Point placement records
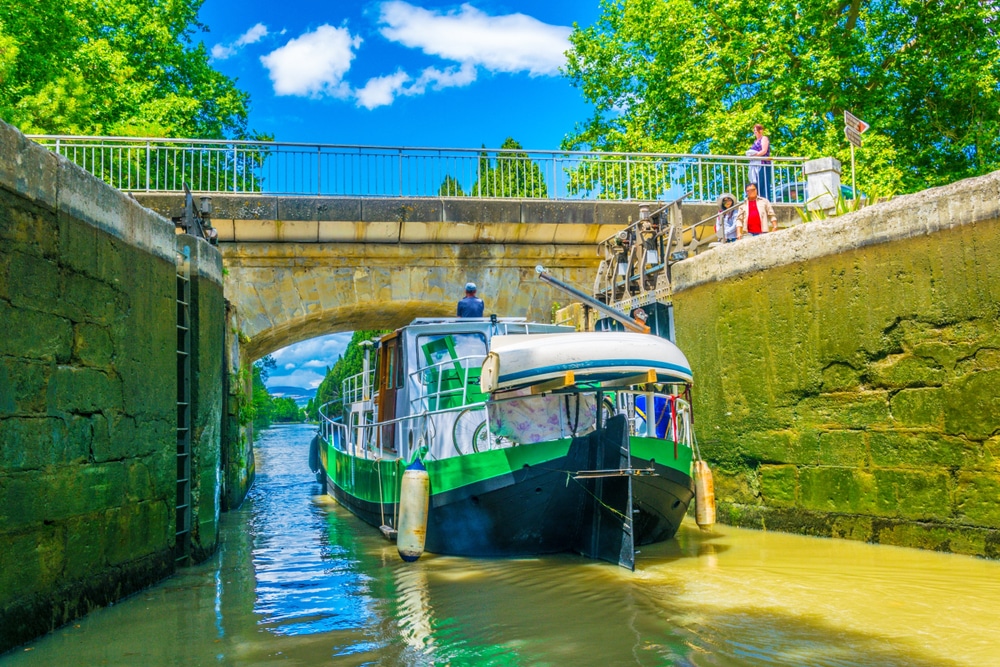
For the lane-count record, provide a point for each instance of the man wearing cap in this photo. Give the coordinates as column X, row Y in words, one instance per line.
column 471, row 305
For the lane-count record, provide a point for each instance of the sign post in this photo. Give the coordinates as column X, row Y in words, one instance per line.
column 854, row 127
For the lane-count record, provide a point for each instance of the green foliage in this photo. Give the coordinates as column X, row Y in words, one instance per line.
column 285, row 410
column 350, row 363
column 115, row 67
column 450, row 187
column 687, row 76
column 509, row 175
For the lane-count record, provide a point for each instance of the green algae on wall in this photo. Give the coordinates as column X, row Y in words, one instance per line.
column 857, row 394
column 88, row 394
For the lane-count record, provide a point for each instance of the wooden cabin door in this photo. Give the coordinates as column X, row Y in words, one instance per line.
column 389, row 372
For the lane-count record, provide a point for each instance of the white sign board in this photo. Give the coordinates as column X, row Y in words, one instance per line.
column 852, row 135
column 853, row 122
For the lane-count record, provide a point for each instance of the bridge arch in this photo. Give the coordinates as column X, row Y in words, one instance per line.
column 286, row 293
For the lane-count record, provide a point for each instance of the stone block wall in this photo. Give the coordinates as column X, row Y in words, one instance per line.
column 87, row 394
column 847, row 372
column 208, row 322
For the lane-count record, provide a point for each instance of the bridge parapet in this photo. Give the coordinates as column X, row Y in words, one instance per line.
column 265, row 218
column 240, row 167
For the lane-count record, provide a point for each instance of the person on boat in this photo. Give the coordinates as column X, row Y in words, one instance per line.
column 471, row 305
column 755, row 215
column 725, row 221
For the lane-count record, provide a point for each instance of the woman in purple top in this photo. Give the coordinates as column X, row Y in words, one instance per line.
column 762, row 148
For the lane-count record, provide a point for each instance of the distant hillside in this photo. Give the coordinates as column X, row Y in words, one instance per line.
column 300, row 395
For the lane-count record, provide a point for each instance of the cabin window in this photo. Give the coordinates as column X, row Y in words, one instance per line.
column 438, row 348
column 390, row 365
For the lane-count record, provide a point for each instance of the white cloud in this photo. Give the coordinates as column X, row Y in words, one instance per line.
column 304, row 364
column 381, row 91
column 251, row 36
column 298, row 378
column 313, row 64
column 509, row 43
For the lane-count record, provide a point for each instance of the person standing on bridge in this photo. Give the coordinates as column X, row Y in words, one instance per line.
column 725, row 220
column 761, row 149
column 755, row 215
column 471, row 305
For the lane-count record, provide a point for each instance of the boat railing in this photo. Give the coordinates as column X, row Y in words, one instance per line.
column 452, row 383
column 358, row 387
column 461, row 429
column 671, row 415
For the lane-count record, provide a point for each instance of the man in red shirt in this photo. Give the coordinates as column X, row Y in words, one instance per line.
column 756, row 215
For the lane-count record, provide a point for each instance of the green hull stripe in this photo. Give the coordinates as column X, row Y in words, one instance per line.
column 663, row 452
column 378, row 481
column 458, row 471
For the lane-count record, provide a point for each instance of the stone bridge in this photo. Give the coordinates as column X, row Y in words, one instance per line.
column 302, row 267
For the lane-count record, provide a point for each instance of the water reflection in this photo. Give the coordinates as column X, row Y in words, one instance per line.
column 300, row 581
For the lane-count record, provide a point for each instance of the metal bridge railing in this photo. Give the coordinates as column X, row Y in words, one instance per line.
column 235, row 167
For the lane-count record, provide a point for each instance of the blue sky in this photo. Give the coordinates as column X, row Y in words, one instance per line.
column 402, row 73
column 397, row 73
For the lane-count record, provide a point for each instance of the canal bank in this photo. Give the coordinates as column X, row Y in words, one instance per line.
column 848, row 372
column 111, row 393
column 299, row 580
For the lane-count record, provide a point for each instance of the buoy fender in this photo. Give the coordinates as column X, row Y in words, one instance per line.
column 414, row 500
column 704, row 496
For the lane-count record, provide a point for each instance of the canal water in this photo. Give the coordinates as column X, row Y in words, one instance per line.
column 299, row 581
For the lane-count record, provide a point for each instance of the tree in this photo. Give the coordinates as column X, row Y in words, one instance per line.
column 450, row 187
column 511, row 174
column 115, row 67
column 695, row 75
column 284, row 410
column 262, row 399
column 350, row 363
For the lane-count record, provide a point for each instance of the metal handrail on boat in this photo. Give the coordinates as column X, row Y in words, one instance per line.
column 353, row 387
column 450, row 382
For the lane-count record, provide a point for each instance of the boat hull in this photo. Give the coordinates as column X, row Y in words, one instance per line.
column 531, row 500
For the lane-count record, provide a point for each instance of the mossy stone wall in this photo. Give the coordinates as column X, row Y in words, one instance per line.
column 88, row 390
column 848, row 374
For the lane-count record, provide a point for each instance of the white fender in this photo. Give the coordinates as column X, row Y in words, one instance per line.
column 704, row 496
column 414, row 499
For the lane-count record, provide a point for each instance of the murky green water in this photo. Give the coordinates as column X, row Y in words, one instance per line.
column 299, row 581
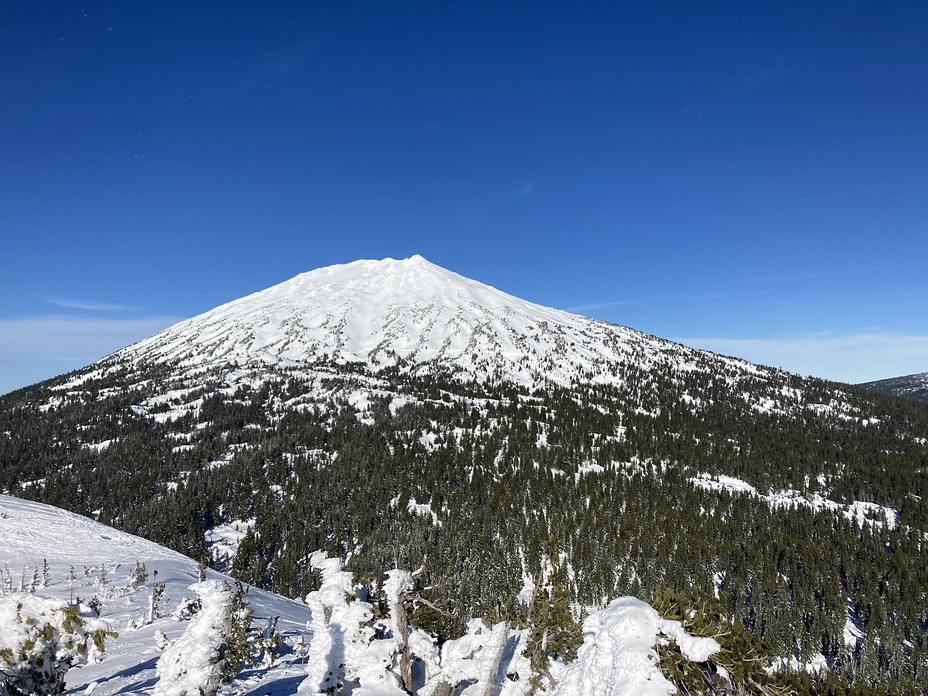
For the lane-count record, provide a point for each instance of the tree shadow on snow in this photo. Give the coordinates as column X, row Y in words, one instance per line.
column 281, row 687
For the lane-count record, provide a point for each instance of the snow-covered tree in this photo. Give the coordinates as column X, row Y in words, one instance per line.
column 217, row 643
column 41, row 639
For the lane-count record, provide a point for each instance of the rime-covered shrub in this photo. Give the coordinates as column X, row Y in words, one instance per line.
column 41, row 639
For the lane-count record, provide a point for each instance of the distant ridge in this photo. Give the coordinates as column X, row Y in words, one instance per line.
column 910, row 386
column 411, row 313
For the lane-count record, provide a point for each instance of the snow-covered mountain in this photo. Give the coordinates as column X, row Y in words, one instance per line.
column 48, row 552
column 376, row 312
column 910, row 386
column 395, row 413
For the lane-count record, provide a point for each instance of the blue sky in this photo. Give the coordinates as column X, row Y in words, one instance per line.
column 747, row 177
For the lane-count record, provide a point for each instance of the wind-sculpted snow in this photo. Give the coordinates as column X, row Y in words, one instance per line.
column 377, row 312
column 50, row 557
column 618, row 658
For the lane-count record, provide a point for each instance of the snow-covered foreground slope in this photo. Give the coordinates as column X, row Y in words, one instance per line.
column 104, row 562
column 375, row 312
column 331, row 642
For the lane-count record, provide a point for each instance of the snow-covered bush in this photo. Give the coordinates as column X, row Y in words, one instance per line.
column 219, row 641
column 41, row 639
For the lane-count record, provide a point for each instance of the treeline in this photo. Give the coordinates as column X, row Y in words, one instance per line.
column 332, row 460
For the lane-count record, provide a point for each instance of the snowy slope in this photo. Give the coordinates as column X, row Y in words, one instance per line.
column 376, row 311
column 326, row 641
column 910, row 386
column 104, row 561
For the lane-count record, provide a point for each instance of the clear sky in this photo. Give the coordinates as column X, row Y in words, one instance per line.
column 747, row 177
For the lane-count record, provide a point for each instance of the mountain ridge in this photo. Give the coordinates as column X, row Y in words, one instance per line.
column 385, row 312
column 623, row 464
column 914, row 386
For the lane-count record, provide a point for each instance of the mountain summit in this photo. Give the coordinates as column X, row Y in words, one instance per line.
column 413, row 312
column 397, row 415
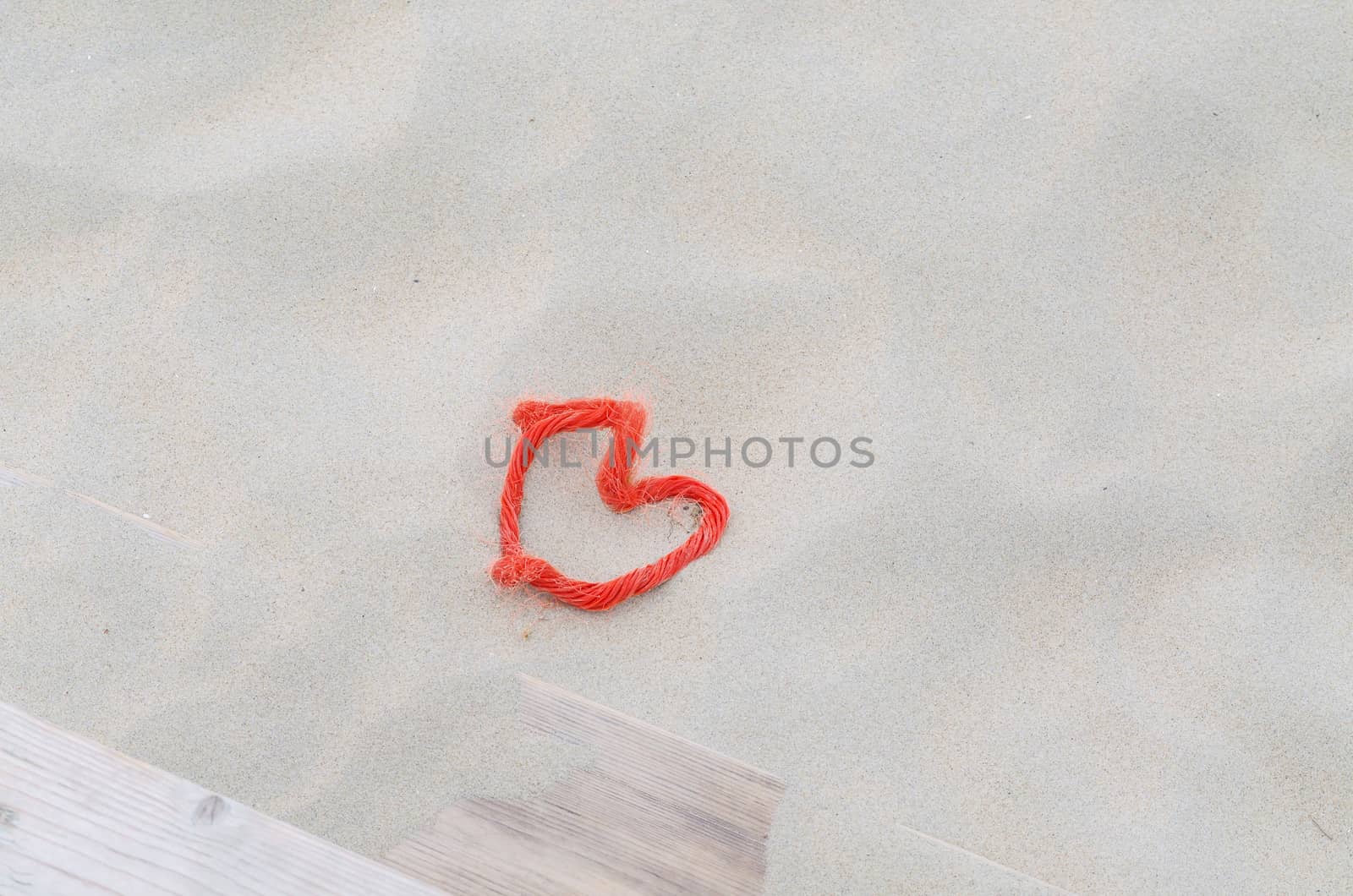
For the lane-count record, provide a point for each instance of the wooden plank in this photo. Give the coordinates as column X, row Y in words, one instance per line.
column 655, row 814
column 78, row 819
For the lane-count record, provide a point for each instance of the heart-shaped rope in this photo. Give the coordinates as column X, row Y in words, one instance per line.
column 538, row 421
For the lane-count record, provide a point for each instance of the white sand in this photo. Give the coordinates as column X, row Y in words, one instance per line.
column 1084, row 276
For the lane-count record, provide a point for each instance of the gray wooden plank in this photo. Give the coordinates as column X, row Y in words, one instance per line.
column 78, row 819
column 654, row 814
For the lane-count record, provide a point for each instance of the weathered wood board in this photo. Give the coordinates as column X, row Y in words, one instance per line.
column 655, row 814
column 79, row 819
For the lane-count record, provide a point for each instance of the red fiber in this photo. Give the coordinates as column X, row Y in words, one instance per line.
column 538, row 421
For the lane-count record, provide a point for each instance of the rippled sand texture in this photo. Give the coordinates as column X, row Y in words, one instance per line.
column 270, row 276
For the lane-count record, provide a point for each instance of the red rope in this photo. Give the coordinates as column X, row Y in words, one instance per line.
column 538, row 421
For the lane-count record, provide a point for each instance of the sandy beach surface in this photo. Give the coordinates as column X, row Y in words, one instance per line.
column 271, row 275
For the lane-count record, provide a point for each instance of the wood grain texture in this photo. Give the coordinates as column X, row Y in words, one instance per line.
column 655, row 814
column 78, row 819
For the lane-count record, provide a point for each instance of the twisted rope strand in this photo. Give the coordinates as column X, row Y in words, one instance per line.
column 539, row 421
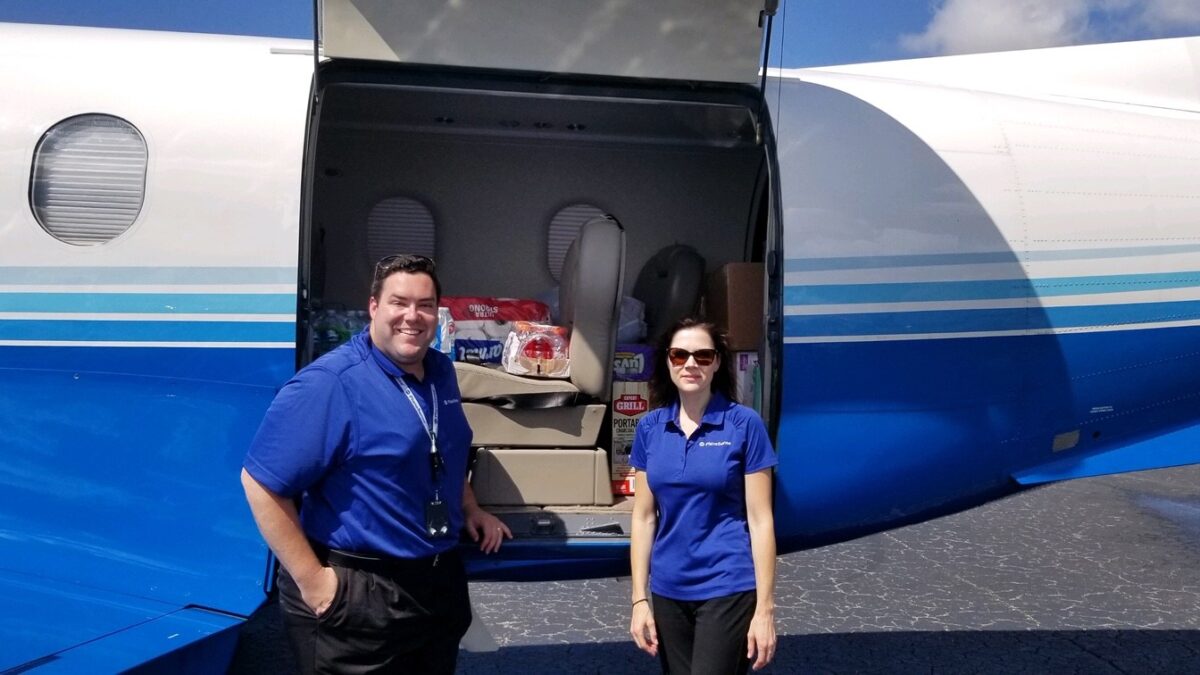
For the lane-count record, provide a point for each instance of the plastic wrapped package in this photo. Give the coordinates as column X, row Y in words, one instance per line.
column 483, row 324
column 537, row 350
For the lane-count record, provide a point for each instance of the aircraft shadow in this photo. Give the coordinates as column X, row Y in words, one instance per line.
column 263, row 649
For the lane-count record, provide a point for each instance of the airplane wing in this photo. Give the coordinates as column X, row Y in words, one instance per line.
column 52, row 627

### EXERCISE DESCRIPTION
Starting with the line that holds "the red fiber", repeat exactly every line through the end of the material above, both ends included, without the pictures.

### RESPONSE TO THIS TASK
For the lane-count record, provide a point for each instance of the red fiber in this photo. Give the coordinates as column X, row Y in words, one instance per line.
column 538, row 421
For the lane-count record, provide a point for each instance of the rippled sand texture in this photo. Give the coordinates as column X, row Y in words, one instance per line.
column 270, row 276
For the lane-count record, provide a point for each instance of the red rope in this photo. Give the coordinates as column X, row Y in words, one instance per line.
column 538, row 421
For the lane-count record, provide a point for each instance of the sandy beach surface in this photo. Give the coordinates as column X, row Y in words, one instance per line.
column 271, row 275
For the lane-count record, provide a point for each instance of the wood grain texture in this photo. Give the coordinates as column X, row Y in words, one instance per line.
column 655, row 814
column 78, row 819
For the lane-count record, provide a point for each instance of the twisted rope strand in this photo. Give the coordinates as column X, row Y in words, one instance per line.
column 539, row 421
For the lane-count record, provide a point for each instance of the plastic wrapped package in this photo. Give the coordinates as column X, row Y in words, one instance per line.
column 483, row 324
column 537, row 350
For the lane-count record, provide a point for each instance of the aircraft shadow in this photo. Give the coordinates as column X, row Y in words, one instance per line.
column 263, row 649
For the lane-count record, provide a point for each instance of the airplane wing in this photo. Give the coordinates as column X, row Y in words, one instance per line.
column 52, row 627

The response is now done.